Records provided
::::::::
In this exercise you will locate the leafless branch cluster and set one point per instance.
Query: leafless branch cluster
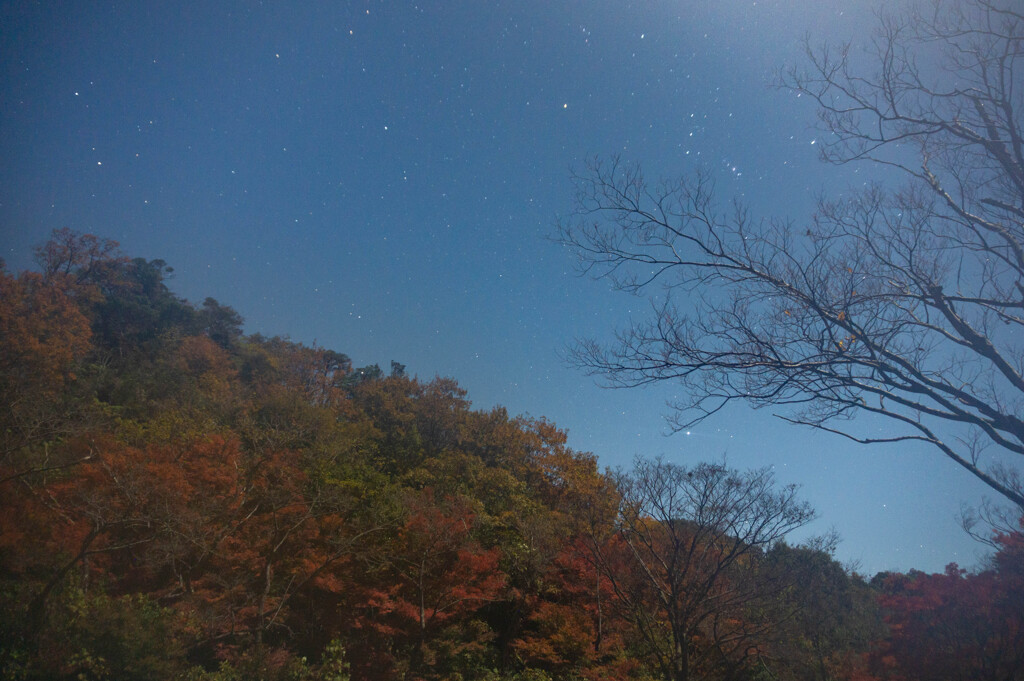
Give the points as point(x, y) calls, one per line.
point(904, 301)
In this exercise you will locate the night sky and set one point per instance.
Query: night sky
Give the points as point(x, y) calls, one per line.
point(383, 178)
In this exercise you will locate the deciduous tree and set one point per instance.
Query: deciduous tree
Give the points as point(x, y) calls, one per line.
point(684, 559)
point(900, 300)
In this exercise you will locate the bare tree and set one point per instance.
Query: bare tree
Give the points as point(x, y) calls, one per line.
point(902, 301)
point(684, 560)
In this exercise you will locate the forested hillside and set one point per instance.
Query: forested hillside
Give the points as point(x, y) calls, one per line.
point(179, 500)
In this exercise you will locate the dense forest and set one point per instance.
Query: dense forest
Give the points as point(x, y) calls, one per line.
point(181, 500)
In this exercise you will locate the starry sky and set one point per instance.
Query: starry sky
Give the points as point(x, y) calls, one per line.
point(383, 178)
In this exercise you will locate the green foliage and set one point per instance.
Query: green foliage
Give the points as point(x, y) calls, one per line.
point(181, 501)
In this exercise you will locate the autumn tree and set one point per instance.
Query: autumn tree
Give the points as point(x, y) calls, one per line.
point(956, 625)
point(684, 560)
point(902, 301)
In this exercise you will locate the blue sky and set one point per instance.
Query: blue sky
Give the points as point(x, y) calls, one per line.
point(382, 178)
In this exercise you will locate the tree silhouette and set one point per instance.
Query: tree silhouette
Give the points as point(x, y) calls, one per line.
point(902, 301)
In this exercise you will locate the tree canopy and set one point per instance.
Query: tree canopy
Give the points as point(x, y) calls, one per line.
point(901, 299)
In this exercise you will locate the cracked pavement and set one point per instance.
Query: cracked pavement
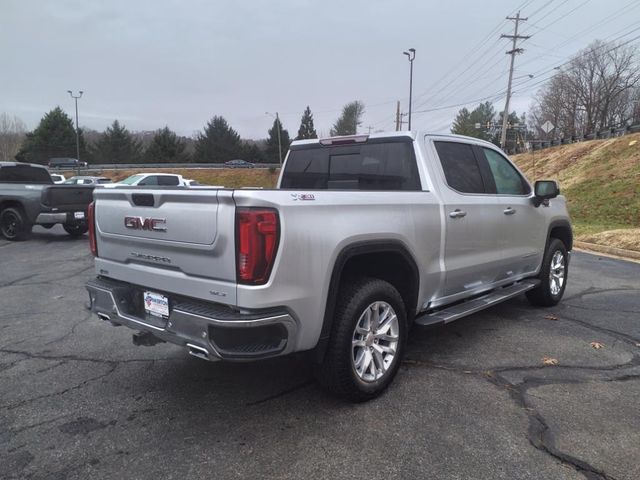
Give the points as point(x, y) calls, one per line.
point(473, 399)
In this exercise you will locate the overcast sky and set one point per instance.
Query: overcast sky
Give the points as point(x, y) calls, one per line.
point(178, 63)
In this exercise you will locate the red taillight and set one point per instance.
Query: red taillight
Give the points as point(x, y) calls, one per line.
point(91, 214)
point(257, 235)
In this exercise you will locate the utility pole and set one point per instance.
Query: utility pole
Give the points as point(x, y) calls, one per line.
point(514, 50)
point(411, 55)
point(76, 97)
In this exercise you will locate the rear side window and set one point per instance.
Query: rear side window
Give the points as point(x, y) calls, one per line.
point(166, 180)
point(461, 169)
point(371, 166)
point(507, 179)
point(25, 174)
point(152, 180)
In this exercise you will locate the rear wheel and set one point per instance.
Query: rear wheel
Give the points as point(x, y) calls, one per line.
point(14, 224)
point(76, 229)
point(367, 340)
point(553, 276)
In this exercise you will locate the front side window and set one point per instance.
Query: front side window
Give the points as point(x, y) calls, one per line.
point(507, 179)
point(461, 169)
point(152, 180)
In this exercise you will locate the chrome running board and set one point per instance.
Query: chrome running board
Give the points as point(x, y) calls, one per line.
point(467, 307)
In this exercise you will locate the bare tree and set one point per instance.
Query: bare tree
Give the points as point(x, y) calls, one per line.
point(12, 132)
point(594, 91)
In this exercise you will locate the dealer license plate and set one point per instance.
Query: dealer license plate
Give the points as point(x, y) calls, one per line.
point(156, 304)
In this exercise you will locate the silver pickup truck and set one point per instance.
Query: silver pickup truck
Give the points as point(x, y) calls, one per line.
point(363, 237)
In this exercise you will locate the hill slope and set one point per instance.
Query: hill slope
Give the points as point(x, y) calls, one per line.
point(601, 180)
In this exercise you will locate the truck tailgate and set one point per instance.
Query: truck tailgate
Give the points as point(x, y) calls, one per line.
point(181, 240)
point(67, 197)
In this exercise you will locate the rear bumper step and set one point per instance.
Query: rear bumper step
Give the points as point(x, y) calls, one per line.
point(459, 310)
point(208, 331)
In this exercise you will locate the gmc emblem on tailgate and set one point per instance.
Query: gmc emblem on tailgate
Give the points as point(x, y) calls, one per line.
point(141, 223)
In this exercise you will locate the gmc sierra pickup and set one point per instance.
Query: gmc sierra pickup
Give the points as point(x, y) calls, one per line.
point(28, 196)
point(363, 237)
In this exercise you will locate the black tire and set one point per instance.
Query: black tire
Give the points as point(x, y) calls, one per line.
::::::::
Instructions for the task
Please write out every line of the records above without changing a word, and leave the pictures out.

Solved exercise
In this exercise you will locate the leafless branch cluster and set one point per instance.
Query: leafless branch cluster
Give the points as point(x, y) calls, one per line.
point(904, 301)
In this exercise you will locate the night sky and set one point per instance.
Query: night sky
Give the points as point(x, y) calls, one per line.
point(383, 178)
In this exercise you will locate the deciduous tree and set one point per instance.
Query: deciduous tree
Give the points as point(x, y) calls, one per line.
point(684, 559)
point(900, 300)
In this exercise you will locate the bare tree and set one point per instance.
Query: bare tree
Give the points as point(x, y) calls, one per line.
point(902, 301)
point(684, 560)
In this exercise you will locate the forested hillside and set one point per instance.
Query: forested hillside
Give the points as point(x, y) calls, one per line.
point(179, 500)
In this exercise you will locate the dense forest and set one point per instance.
Query: dense forest
Give the points as point(x, y) calls, one per line.
point(181, 500)
In this exercise you will locate the starry sky and set one point per instance.
Query: starry sky
Give the points as point(x, y) calls, one per line.
point(383, 178)
In this exercise you will locate the green foliage and set one point per instance.
Query: green foliage
Give the points as point(x, y) calls, one per line.
point(181, 501)
In this exercise you will locate the autumn tree and set one point per instance.
Query: autumn tree
Give the points as point(x, y) calls, one per line.
point(956, 625)
point(684, 560)
point(902, 301)
In this exercise you will locate the blue sky and set one point per instance.
Query: blue sky
Give the points as point(x, y) calls, one per line.
point(382, 178)
In this exercise you will locate the tree silhouette and set one point per instance.
Query: tree silhouette
Give the points as point(x, y) calls, one per line.
point(902, 301)
In this exercise you will locate the tree canopy and set one point per instance.
Query: tree canopy
Give the points as point(x, y) calls, one per line.
point(901, 299)
In this exercise you will locate the cracked pavement and set one point per instance.
Query: cracked pavement
Give the points as point(x, y) calls, one per line.
point(473, 399)
In this exercise you will locate the overcast sky and set one point per instance.
Query: overcast sky
Give the points as point(x, y) calls, one per line.
point(178, 63)
In this exercise you will locate the red taillight and set one point per instance.
Query: red taillight
Give the points as point(x, y) calls, one per line.
point(91, 214)
point(257, 235)
In this exercise you will locate the utility pole and set one point per instance.
Query: utility pole
Give the points as point(x, y) calls, one per line.
point(514, 50)
point(411, 55)
point(76, 97)
In this exercise you will locate the rear side window and set one point per instance.
Query: rear side window
Give the points as point(x, y) calls, one per line.
point(166, 180)
point(461, 169)
point(371, 166)
point(507, 179)
point(25, 174)
point(152, 180)
In this exercise you will locate the rear wheel and set one point per instance.
Query: rear wheel
Give the points as point(x, y) calls, one per line.
point(14, 224)
point(76, 229)
point(367, 340)
point(553, 276)
In this exercise you will locate the front side window and set one point per instance.
Query: front side window
Give the points as point(x, y) calls, one per line.
point(507, 179)
point(461, 169)
point(152, 180)
In this exercise you will locate the chrome running board and set one point per instance.
Query: chrome running board
Give the points as point(x, y) calls, one per line.
point(467, 307)
In this exercise you will locate the bare tree and set one point per instance.
Query: bare tree
Give the points as point(x, y) calls, one per line.
point(12, 132)
point(594, 91)
In this exercise you will locate the dealer license plate and set one point per instance.
Query: dealer license plate
Give the points as point(x, y) calls, one per line.
point(156, 304)
In this exercise you will locate the silver pickup truck and set one point per instance.
Query: silver pickup truck
Give the points as point(x, y) calls, one per line.
point(363, 237)
In this exercise you will locate the hill slope and set one point per instance.
Query: hill slope
Give the points as point(x, y) calls, one per line.
point(601, 180)
In this exercise you will locate the truck tailgate and set one point per instance.
Query: truck tailgate
Give the points as point(x, y) calls, one per line.
point(181, 240)
point(67, 197)
In this exercise you will locate the rear bumper step and set one point per instance.
Query: rear bumper step
Give the points as point(x, y) calls, one per line.
point(459, 310)
point(208, 331)
In this exercise you will locate the gmc emblem on tailgate and set one point per instance.
Query: gmc emblem on tailgate
Give the points as point(x, y) calls, one per line.
point(141, 223)
In this exercise you will locate the gmc sierra pickup and set one point per instance.
Query: gmc sierra pickup
Give the points as point(x, y) calls, one per line.
point(28, 196)
point(363, 237)
In this exercise you will locate the black tire and set one point per instance.
Query: black tire
Give the points as point(x, y) calls, one per line.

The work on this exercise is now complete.